▶ **TASK**
Copy each line of the data exactly. Leave nothing out.

....

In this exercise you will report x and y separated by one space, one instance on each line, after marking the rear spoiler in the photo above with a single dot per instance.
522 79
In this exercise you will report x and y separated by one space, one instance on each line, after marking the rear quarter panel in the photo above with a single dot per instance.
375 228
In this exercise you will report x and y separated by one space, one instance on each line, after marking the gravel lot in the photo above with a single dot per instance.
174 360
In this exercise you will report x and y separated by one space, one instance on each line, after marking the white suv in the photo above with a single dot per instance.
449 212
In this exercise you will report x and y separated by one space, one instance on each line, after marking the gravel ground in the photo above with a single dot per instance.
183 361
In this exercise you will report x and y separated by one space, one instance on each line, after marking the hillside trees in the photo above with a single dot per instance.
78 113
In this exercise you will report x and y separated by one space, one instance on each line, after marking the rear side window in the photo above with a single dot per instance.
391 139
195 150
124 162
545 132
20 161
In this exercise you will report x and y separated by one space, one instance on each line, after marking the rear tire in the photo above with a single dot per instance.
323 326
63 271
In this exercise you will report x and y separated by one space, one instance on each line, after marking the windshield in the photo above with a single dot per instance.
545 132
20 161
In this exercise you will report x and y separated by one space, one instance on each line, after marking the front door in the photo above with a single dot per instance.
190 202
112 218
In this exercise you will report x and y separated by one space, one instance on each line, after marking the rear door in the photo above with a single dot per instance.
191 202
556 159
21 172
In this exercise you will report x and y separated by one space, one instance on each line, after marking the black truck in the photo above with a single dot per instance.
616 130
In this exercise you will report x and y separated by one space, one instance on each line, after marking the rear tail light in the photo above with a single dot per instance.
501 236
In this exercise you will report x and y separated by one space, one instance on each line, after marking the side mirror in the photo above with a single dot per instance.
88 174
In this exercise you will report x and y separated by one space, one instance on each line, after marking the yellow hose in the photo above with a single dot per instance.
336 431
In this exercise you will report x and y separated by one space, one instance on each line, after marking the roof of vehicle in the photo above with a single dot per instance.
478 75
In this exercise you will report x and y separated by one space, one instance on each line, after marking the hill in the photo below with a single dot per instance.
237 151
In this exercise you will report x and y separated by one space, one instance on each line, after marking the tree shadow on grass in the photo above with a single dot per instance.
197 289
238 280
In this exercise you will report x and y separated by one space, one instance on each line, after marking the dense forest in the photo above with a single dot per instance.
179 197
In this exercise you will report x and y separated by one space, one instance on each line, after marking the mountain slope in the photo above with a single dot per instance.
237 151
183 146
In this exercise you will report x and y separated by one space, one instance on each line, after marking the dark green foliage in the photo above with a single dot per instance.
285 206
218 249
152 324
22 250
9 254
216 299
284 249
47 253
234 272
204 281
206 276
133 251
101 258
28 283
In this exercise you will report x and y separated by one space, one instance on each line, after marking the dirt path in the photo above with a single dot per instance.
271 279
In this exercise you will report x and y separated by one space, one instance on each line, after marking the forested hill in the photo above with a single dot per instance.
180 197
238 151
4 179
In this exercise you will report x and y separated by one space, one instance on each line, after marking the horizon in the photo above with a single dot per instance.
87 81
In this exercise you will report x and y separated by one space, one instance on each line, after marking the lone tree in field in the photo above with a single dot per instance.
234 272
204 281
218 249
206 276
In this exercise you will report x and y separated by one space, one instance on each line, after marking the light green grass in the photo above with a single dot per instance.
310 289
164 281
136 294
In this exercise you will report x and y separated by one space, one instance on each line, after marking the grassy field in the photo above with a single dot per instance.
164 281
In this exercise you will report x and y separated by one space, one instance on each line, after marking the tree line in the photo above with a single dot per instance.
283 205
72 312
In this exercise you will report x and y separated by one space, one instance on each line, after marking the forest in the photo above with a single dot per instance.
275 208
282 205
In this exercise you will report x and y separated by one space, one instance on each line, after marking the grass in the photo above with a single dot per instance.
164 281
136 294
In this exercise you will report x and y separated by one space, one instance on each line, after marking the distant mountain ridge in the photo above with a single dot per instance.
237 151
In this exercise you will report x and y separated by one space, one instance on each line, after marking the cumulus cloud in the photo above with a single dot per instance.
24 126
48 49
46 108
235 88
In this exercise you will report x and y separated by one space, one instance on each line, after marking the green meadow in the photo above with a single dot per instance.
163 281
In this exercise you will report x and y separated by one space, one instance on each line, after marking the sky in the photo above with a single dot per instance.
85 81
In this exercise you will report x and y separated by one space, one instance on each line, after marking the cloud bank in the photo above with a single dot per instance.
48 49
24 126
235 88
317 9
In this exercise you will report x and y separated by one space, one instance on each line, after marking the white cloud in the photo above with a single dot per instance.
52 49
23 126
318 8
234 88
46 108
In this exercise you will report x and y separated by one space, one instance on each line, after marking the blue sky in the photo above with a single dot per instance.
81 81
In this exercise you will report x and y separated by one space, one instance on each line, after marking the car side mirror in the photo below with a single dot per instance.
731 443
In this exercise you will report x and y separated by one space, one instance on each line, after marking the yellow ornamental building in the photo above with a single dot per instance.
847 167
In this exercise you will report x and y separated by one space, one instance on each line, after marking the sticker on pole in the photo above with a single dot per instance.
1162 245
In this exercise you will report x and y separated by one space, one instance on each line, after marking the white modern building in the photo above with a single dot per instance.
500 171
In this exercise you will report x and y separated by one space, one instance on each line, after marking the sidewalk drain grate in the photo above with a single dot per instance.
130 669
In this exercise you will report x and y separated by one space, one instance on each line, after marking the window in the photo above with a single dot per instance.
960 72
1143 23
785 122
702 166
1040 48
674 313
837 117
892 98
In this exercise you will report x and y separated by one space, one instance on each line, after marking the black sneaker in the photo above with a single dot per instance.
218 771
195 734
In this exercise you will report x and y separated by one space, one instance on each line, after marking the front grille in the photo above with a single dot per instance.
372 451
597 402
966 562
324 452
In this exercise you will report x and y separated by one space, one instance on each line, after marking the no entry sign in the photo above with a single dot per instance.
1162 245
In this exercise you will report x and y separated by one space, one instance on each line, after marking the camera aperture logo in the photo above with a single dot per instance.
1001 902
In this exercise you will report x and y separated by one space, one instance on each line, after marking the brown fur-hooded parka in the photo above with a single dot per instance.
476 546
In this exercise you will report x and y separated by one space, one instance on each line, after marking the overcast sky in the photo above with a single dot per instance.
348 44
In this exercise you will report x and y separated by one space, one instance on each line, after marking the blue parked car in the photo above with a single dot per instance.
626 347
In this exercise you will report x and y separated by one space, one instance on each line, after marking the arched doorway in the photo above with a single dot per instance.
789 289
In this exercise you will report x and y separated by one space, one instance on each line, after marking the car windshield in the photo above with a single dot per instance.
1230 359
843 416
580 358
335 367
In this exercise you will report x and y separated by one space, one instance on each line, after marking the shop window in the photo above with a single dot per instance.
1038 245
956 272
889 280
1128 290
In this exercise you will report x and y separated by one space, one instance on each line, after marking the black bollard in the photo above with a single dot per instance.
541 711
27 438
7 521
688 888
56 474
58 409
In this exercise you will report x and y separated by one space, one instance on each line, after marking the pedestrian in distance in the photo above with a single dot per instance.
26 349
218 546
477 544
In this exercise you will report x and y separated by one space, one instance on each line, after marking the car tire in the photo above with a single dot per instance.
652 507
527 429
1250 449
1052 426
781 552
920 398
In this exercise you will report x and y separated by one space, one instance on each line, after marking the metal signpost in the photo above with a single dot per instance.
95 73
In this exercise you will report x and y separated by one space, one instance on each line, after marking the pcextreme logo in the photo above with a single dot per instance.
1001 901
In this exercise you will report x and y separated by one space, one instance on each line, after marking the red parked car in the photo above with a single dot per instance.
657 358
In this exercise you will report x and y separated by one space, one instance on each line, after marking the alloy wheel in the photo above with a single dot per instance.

....

▶ **SOLUTION TO THE PROBLEM**
In this exercise you will report x and y separated by one space, one instance on each line, after marking the rear spoiler in the photo above with a single dot per instance.
522 79
In this exercise you will report x and y separated by one space, one instance on each line, after marking the rear quarter panel in the photo above with a single dot per instance.
375 228
In this exercise you will report x and y separated by one space, one instance on each line, after marking the gravel lot in the photo above with a single dot per instance.
174 360
In this exercise you will report x and y separated by one space, one instance on each line, after marking the white suv in the photo above with a single dot per instance.
449 212
In this exercise you will report x and y separated by one space, one instance on each line, after marking the gravel ground in the photo above with a single dot per instance.
183 361
In this exercise you will report x and y separated by one space, one instance on each line, after marking the hillside trees in the photo above with a single dot per instance.
78 113
In this exercise you will report x and y separated by one space, one instance on each line, after marking the rear side window in the photo above with a single dot per instance.
391 139
195 150
124 162
545 132
20 161
In this exercise you will report x and y separated by one space, one instance on each line, after marking the rear tire in the photo above with a single dot per instance.
323 326
63 271
In this exercise you will report x and y separated by one space, one instance on each line, after marking the windshield in the photo above with a single dot per instance.
545 132
20 161
In this exercise you will report x and y separated by one space, one instance on each line, after marking the front door in the photo above with a single dot per instance.
190 202
112 218
In this exercise you will report x and y separated by one space, one instance on each line, after marking the rear door in the photo above with a single dot per instance.
191 202
556 159
21 172
In this exercise you will report x and y separated by one space, one instance on each line, after marking the black truck in the photo above with a single dot per instance.
616 130
In this exercise you will report x and y separated by one space, one instance on each line, after marking the rear tail light in the photo above with a single dot per instance.
501 236
In this exercise you will report x and y separated by one space, one instance on each line, after marking the side mirror in the photo above with a single dot per instance.
88 174
In this exercise you will report x and y separated by one space, one instance on each line, after marking the yellow hose in the photo above with a single dot per instance.
336 431
In this exercise you will report x and y separated by one space, one instance on each line, after marking the roof of vehicle in the photo above with a single dot per instance.
478 75
In this exercise you will report x and y separated by one space, one instance on each line, after marking the hill in the photo below with a single dot per instance.
237 151
In this exercise you will report x and y separated by one space, one instance on each line, after marking the tree shadow on grass in the photo above with a single dot per instance.
197 289
238 280
In this exercise you will report x and y separated by one space, one instance on each line, after marking the dense forest in the photo above with a single dot per instance.
179 197
In this exercise you will report x and y separated by one space, one instance on each line, after marking the mountain slope in the photo above with a single dot per instance.
237 151
183 146
In this exercise you will report x and y separated by one space, one instance on each line, after marking the dark green foliage in the photo above with a single dot per instance.
285 206
218 249
152 324
22 250
9 254
216 299
284 249
47 253
234 272
204 281
206 276
133 251
101 258
28 283
In this exercise you will report x and y separated by one space, one instance on each line, after marking the dirt path in the photo above with a single dot per instance.
271 279
In this exercise you will report x and y separated by one space, one instance on each line, after marking the forested hill in the photo above with a single dot per instance.
180 197
238 151
4 179
In this exercise you will report x and y separated by one space, one instance on each line, after marking the horizon in the photo above with a single dot per instance.
87 81
In this exercise you will report x and y separated by one space, one instance on each line, after marking the lone tree in field in the photo above with a single dot per instance.
234 272
204 281
218 249
206 276
In this exercise you will report x and y separated by one space, one instance on each line, after marking the light green grass in the photo above with a single dot per instance.
310 289
164 281
136 294
In this exercise you will report x and y separated by one space, one instance on each line, after marking the grassy field in the photo above with a single dot per instance.
164 281
In this exercise you will report x and y separated by one space, one instance on each line, after marking the tree line in the photo above with a single dot per instance.
283 205
72 312
In this exercise you will report x and y separated by one space, one instance on each line, after marking the forest in the photo above with a single dot per instance.
275 208
282 205
In this exercise you will report x and y separated by one space, one instance on each line, after marking the grass in the photo above with a single dot per instance.
164 281
136 294
In this exercise you will report x and y separated by one space, one instance on each line, after marking the distant mountain ridge in the photo above with a single dot per instance.
237 151
In this exercise you will report x and y separated by one space, one instance on each line, after marking the cumulus cloud in the photo above with a single dot per instance.
24 126
48 49
46 108
235 88
In this exercise you will report x and y separated by one space, one instance on each line, after marking the green meadow in the photo above with a single dot per instance.
163 281
In this exercise you will report x and y separated by one space, one instance on each line, after marking the sky in the photo above with a single dot per instance.
85 81
In this exercise you will report x and y separated by one space, one instance on each line, after marking the cloud bank in the photo above with a single dot per instance.
48 49
24 126
235 88
317 9
In this exercise you will report x and y separated by one space, one instance on each line, after marking the white cloud in the photo above with a single dot per instance.
52 49
23 126
318 8
234 88
46 108
In this exercise you will report x and y separated by one space, one instance on each line, after marking the blue sky in the photo above with a single dot per instance.
81 81
In this exercise you will report x and y separated by one space, one instance on each line, after marking the car side mirror in the photo below with a single dot per instance.
731 443
In this exercise you will report x and y separated by one space, one instance on each line, after marking the yellow ornamental building in the photo above with a single dot per instance.
847 167
In this exercise you will report x and y separated by one space, one instance on each line, after marking the sticker on pole in the photo above with a single dot per instance.
1162 245
In this exercise you will report x and y separated by one space, one instance on each line, after marking the white modern building in the photo above with a single dot per instance.
500 171
In this exercise you will report x and y separated by one space, one instance on each line, after marking the sidewalk drain grate in the photo above with a single dot per instance.
130 669
In this exercise you will report x and y separated by one space, one instance on each line, after marking the window in the photo above with a single dot per instance.
960 72
1143 23
785 122
702 166
1040 48
674 313
837 117
892 98
In this exercise you will report x and y separated by one space, one instance on each line, after marking the black sneaker in the photo above with a single dot per instance.
218 771
195 734
In this exercise you will report x and y separated by one space, one instance on each line, after marking the front grille in the photo above with a single dot per instance.
372 451
597 402
966 562
324 452
In this exercise you will report x and y separated by one space, one instance on each line, after marking the no entry sign in the photo above with a single dot per instance.
1162 245
In this exercise you will report x and y separated by one space, one instance on each line, after marking the camera aperture logo in the photo above with a single dot per instance.
1001 902
In this exercise you will report x and y separated by one space, one instance on each line, after marking the brown fur-hooded parka in the photo above with a single dot per instance.
476 546
In this exercise you will report x and y separated by one space, one instance on each line, after marking the overcast sky in the photo above with a single dot per instance.
348 44
In this exercise you will report x and y separated by one space, one instance on each line, after marking the blue parked car in the photo above with a single dot per instance.
626 347
In this exercise you will report x and y separated by one space, one instance on each line, after marking the arched doorway in the photo above with a single dot per instance.
789 289
In this exercise you will report x and y separated by one space, one instance on each line, after marking the car windshield in the photo above with a single dot per instance.
1230 359
843 416
580 358
335 367
In this exercise you will report x and y separated by one space, one instance on each line, after marking the shop window in the photo above with a single dot per instance.
1038 245
956 272
889 280
1128 290
In this exercise you will report x and y separated by one space, one instance on each line, after marking the black bollard in the photo above with a single dot per instance.
541 711
27 438
7 521
688 888
56 474
58 409
In this exercise you will report x and y separated by one space, one instance on each line, after marking the pedestrian in distance in the photo above with a single dot per instance.
26 349
218 546
477 544
In this exercise you will report x and y separated by one space, one instance on each line, after marking the car tire in the photo above with a single dot per instance.
652 507
527 429
1250 449
1052 426
781 552
920 398
In this exercise you will report x and y separated by one space, one instance on each line, after marking the metal signpost in the photo above with a single dot per instance.
95 73
In this exercise you will report x and y separated by one space, one instance on each line, after marking the pcextreme logo in the photo above with a single dot per instance.
1001 901
In this exercise you will report x and y separated by one space, one instance on each line, after marking the red parked car in the photo above with a single dot per instance.
657 358
In this exercise you will report x and y separated by one space, one instance on each line, after marking the alloy wheel in the photo above with a single dot per instance.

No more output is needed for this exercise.